*Supplied passage:*
+ + +

GithubHelp home page GithubHelp logo

ada2019's Introduction

Secrets Behind Recipes

data story link: http://ty-dong.github.io

Abstract

Cooking is an important skill for everyone, no matter where they live. After evolving for centuries, what people eat everyday has grown into systems. Every country has their own style of eating and the styles diverge from region to region. Through the recipes, we can know what is frequently eaten by the people of one country and how they usually cook. We can even go further, find the relationships between what people eat and how their health conditions are, and dig out all the secrets behind the recipes.

In this project, we want to show the different cooking choices of ingredients, seasoning, etc. among countries and also teir similarity of their way of cooking. Then we will try to link the recipe features with people's health condition to find out if there is something in eating habits that influences people's health.

Research questions

  1. How do eating habits vary in different countries?

We extract seasoning, ingredients and the cooking method from steps by using NLP. Then we compare the frequency of used seasoning, cooking methods and ingredients in different countries.

--> Notebook: 1. Data Cleaning and Extraction

  1. How similar the way of cooking in different countries?

We analyze the cooking steps by using NLP and then do dimention reduction to observe in 3D to see how similar the cooking process in different countres.

--> Notebook: 2. Similarity

  1. How are the eating habits related to health?

+ + +

*Brief 1:* Decide whether each statement agrees with the recipe project description: (a) NLP is used to pull seasoning, ingredients and the cooking method out of the steps; (b) the similarity analysis views the cooking processes in 2D after dimension reduction; (c) the data cleaning and extraction notebook is numbered 2. For each, answer yes or no and quote the deciding words.
*Brief 2:* Extend the recipe project description past its final line.

+ + +

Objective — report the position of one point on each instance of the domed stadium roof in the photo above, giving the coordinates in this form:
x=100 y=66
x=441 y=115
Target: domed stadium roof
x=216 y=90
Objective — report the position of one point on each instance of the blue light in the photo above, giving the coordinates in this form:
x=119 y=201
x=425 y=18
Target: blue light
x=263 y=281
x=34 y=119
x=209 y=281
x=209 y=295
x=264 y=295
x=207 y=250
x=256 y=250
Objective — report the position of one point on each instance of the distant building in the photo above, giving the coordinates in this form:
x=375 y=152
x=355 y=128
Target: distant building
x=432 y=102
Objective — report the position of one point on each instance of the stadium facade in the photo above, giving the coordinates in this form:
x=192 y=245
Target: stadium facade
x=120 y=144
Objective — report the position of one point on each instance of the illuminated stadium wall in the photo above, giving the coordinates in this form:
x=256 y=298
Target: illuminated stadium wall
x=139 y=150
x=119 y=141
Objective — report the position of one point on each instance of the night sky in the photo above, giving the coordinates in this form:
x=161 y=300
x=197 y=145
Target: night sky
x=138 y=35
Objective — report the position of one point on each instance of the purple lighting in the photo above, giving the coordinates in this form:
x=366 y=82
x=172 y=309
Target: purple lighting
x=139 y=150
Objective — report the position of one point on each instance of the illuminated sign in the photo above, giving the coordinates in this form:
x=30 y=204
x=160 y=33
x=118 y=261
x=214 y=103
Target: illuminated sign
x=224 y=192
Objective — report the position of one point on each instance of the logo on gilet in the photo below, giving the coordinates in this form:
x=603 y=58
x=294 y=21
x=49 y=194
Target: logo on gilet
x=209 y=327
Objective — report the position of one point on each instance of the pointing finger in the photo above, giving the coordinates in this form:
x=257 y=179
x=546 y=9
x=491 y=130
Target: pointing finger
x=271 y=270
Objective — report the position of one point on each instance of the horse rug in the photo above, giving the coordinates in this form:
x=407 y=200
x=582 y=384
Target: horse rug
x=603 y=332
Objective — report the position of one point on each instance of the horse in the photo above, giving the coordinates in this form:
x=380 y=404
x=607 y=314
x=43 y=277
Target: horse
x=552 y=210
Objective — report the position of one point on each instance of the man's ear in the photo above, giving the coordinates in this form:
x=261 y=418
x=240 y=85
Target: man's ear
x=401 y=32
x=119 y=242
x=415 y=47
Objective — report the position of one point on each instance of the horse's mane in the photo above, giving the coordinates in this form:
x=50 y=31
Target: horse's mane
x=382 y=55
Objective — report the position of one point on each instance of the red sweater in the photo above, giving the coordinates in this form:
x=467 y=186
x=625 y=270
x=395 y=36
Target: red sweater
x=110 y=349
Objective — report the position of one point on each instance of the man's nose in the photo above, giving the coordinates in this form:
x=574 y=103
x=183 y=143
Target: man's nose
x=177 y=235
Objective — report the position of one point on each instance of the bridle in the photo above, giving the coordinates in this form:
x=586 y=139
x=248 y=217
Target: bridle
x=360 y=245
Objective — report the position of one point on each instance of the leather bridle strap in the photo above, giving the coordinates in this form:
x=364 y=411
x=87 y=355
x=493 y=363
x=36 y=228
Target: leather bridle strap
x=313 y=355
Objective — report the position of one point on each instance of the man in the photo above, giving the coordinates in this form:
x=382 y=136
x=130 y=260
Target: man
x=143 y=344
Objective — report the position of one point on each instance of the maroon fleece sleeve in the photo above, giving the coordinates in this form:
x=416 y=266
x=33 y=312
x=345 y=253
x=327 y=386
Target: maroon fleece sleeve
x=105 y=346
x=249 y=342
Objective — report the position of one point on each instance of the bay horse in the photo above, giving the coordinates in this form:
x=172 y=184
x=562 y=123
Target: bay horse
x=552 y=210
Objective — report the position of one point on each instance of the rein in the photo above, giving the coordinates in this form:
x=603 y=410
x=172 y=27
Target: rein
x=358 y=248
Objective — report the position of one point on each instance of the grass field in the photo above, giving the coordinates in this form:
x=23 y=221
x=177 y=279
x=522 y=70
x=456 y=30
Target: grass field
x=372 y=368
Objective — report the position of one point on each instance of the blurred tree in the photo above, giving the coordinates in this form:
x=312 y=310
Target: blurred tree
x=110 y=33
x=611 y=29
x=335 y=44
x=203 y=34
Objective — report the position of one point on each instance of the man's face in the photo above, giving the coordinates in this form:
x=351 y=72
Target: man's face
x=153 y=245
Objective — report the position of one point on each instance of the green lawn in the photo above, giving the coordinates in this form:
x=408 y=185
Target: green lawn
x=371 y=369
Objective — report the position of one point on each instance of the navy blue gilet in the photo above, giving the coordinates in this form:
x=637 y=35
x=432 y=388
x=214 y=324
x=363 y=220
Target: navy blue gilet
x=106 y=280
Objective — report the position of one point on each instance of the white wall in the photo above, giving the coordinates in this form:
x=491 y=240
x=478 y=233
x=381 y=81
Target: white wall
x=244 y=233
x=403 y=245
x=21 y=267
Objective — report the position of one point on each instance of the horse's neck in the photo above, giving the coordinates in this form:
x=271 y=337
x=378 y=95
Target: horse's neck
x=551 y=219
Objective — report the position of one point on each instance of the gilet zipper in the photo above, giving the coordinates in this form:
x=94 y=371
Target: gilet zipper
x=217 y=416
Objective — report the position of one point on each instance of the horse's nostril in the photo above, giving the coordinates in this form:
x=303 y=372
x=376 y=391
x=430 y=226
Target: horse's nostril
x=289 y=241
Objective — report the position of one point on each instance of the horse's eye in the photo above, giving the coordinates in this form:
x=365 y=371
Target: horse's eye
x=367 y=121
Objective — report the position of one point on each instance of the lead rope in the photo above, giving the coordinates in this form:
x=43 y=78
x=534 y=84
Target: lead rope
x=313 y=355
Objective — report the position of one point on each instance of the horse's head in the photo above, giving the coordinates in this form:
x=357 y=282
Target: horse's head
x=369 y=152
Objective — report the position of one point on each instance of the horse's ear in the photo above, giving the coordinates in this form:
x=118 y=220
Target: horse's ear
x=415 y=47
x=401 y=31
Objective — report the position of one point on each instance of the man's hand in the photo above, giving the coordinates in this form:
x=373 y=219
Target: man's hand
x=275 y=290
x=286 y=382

+ + +

*Exercise response 1:*
(a) Yes: "We extract seasoning, ingredients and the cooking method from steps by using NLP."
(b) No: "observe in 3D"
(c) No: "Notebook: 1. Data Cleaning and Extraction"

*Exercise response 2:*
We aim to analyze correlation between some health indices like the life span, overweight rate, high blood pressure, etc with common seasonings and nutrition content. To make our result more convincing, we propose our naive model to control the variables in different countries by only taking the income into considerate. We select the suitable health indices which pass our sensitivity analysis test with gamma = 2.

--> Notebook: 3. Incoporating WHO dataset 4. Relationship between eating habits and health

Dataset

The two dataset about recipes we used are collected from Kaggle (https://www.kaggle.com/shuyangli94/food-com-recipes-and-user-interactions). One of them contains 230185 different recipes scraped from Food.com (https://www.food.com/" and includes information about the cooking steps, ingredients, time needed, tags, etc. Through the tags of the recipes, we could figure out where the dish originates from. By matching the countries with recipes, we get 96286 recipes from 51 different countries.

The other dataset is about ratings and comments on the recipes by the users of Food.com. The reviews and the corresponding recipe id enable NLP analysis of people's feedback towards recipes.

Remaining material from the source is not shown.